***** DOCUMENT *****
South Hall Renamed for Bernard Harleston

The former professor and dean of arts and sciences led efforts to create more inclusion in higher education

 Bernard and Marie Harleston

Tufts will rededicate one of its undergraduate residential halls this fall to honor a former professor and dean of the faculty of Arts and Sciences who was an early champion of access to higher education for students of color.

South Hall, completed in 1991, will be renamed in honor of Bernard W. Harleston, H98, a psychologist who was the first African American hired to a tenure-track position at Tufts and the first African American president of the City College of New York. He is a trustee emeritus of Tufts, having served on the board from 2002 to 2007.

“Bernie Harleston’s commitment to Tufts and his distinguished career as a scholar and academic leader have assured him a place of prominence within the Tufts community,” says President Anthony P. Monaco, who recommended to the Board of Trustees that the university honor Harleston in this way. “His life’s work has been committed to addressing issues of diversity, inclusion and access in higher education—values that define the fabric of Tufts University. We are deeply grateful that he dedicated 25 years of his academic career to Tufts, helping to strengthen this institution and shape it into the remarkable place it is today,” Monaco says.

“This public recognition for me caps what’s been a wonderful career for me at Tufts,” says Harleston, 86, who lives in nearby Lexington, Massachusetts, and continues to be involved in higher education. “I’m just thrilled and appreciative.”

Born in 1930, Harleston grew up in Harlem and in Hempstead, Long Island, where his father was a mechanic and his mother a church organist. He was “number six in a family of 10,” and seven of the Harleston children went to college. He graduated from Howard University summa cum laude in 1951 and earned a Ph.D. from the University of Rochester in 1955.

The president of Tufts in the mid-1950s, Nils Y. Wessell, had come from the University of Rochester, and Harleston’s wife, Marie Ann, whom he met at Howard, was from Cambridge, so he made the trip to Medford in 1956 to interview for a faculty position in the psychology department. At the time, there were no faculty of color in Arts and Sciences or in Engineering, he says, and the job interview included a meeting with the chair of Board of Trustees.
*****
■ **EXERCISE 1**:
Reproduce the records below, which follow the South Hall article, word for word in full, omitting the pictures.
***** RECORDS TO PROCESS *****
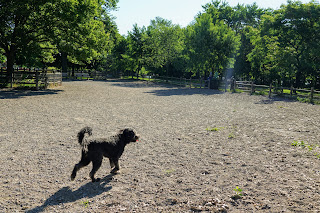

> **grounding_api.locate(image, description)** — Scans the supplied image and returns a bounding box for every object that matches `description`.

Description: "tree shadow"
[108,80,224,96]
[255,97,298,104]
[0,89,63,99]
[146,88,224,96]
[26,174,114,213]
*****
■ **EXERCISE 2**:
In the article about renaming South Hall, from which university did Bernard Harleston earn his Ph.D.?

■ **WRITTEN ANSWER 1**:
> **grounding_api.locate(image, description)** — Scans the supplied image and returns a bounding box for every object that matches `description`.

Description: "tree shadow"
[108,80,224,96]
[255,97,298,104]
[0,89,63,99]
[146,88,224,96]
[26,174,114,213]

■ **WRITTEN ANSWER 2**:
He earned his Ph.D. from the University of Rochester in 1955.